Direção: Oliver Hirschbiegel

 

Ela conheceu dias de glória e também de choro e ranger de dentes. Era a mulher mais famosa do mundo

e dizia que queria ser amada, não só pela multidão de fãs mas por um homem.

Via-se como rejeitada, por isso queria tanto agradar?

“Diana”, o primeiro filme que fazem sobre a vida de Lady Di (e muitos virão), foi baseado no livro de Kate Snell, “Diana: Her Last Love” de 2001( “Diana: O Último Amor de uma Princesa”, Prata Editora).

A trama do filme centra-se no suposto relacionamento amoroso com um médico paquistanês, que operava num hospital em Londres, Hasnat Khan (Naveen Andrews, péssimo no papel).

E o roteiro fraco, não ajuda a vender esse romance desmentido por ela.

Na verdade, nunca saberemos a verdadeira história da princesa de Gales, que dizia preferir ser a “Rainha dos Corações” a ser rainha da Inglaterra.

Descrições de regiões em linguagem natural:
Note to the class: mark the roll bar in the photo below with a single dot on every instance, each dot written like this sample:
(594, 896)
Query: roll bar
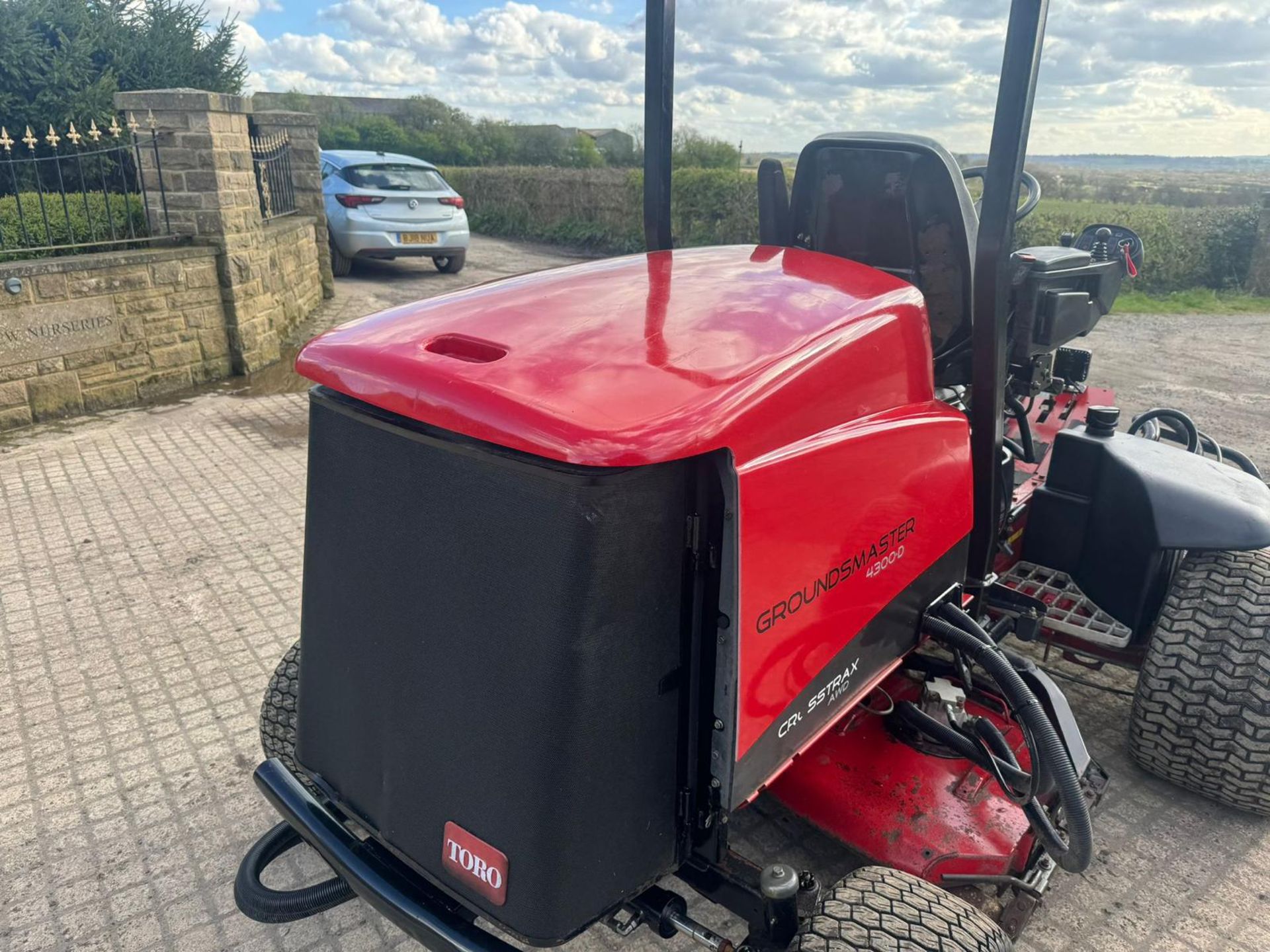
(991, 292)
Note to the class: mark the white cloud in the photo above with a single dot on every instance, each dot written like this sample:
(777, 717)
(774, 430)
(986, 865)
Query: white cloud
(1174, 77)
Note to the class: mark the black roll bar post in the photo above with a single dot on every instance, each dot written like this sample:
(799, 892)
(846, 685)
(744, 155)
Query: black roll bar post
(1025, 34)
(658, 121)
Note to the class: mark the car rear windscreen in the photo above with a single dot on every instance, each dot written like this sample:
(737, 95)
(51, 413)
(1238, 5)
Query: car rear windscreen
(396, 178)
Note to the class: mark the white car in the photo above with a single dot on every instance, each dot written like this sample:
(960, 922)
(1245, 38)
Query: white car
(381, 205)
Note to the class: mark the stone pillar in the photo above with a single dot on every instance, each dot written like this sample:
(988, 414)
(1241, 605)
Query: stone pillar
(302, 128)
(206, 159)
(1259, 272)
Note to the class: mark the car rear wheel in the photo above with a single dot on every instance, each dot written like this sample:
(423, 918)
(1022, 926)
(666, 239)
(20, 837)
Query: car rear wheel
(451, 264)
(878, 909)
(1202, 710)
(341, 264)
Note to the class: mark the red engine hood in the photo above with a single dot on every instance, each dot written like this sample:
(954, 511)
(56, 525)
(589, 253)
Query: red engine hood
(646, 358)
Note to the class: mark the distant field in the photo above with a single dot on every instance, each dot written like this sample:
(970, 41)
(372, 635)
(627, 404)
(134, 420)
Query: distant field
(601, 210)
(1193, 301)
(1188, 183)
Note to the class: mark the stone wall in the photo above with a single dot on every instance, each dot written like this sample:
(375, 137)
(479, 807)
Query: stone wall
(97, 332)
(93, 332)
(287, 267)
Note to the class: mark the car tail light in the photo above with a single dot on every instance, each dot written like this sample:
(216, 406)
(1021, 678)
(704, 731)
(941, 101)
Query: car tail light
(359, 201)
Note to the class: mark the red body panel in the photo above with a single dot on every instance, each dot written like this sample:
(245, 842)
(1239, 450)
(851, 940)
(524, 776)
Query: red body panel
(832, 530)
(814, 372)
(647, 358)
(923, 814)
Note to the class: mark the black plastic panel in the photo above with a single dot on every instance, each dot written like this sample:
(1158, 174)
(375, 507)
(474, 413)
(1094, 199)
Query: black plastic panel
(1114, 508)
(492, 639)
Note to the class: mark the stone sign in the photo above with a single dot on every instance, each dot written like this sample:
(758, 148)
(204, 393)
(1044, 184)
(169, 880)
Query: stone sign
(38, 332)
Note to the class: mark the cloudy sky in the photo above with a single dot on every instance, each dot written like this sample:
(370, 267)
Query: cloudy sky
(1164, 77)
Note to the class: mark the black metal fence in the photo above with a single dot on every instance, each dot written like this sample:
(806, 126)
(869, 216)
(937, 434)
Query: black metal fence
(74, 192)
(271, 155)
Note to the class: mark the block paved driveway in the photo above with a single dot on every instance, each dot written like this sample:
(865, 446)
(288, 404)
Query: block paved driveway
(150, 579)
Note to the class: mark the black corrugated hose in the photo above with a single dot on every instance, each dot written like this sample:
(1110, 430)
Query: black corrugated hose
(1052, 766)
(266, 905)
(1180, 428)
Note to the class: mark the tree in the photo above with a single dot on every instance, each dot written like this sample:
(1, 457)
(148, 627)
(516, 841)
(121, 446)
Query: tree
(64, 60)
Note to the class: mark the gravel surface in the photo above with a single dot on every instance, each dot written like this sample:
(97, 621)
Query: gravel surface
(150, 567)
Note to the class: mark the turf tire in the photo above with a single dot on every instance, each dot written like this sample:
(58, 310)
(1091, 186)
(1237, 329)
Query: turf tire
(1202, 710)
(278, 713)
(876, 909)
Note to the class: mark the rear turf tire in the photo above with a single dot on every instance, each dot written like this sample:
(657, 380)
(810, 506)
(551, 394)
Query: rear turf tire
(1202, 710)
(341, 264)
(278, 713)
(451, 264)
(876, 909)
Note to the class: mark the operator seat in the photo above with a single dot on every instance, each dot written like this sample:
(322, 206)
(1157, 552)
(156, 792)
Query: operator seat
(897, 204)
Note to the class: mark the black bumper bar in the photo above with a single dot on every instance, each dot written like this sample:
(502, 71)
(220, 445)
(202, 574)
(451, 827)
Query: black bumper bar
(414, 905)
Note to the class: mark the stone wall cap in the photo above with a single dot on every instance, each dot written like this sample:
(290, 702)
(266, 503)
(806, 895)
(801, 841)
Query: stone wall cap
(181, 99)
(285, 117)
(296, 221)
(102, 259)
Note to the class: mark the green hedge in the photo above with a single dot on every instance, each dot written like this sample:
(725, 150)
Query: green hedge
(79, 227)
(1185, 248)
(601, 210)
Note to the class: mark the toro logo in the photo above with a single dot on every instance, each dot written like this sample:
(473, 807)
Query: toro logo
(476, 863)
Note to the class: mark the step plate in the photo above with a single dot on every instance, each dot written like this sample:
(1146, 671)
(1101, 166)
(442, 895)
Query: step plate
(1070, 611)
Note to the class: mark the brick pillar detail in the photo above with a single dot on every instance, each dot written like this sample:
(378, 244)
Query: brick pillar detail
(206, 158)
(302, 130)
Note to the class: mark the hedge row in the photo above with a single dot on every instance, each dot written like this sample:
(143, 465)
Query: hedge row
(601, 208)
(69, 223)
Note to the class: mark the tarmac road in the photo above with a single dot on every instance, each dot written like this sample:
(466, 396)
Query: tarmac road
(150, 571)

#### Instruções do exercício
Liste todos os títulos de filme e de livro citados no texto sobre o filme de Lady Di.

#### Resposta da tarefa
- "Diana" (filme)
- "Diana: Her Last Love" (livro de Kate Snell)
- "Diana: O Último Amor de uma Princesa" (título do mesmo livro pela Prata Editora)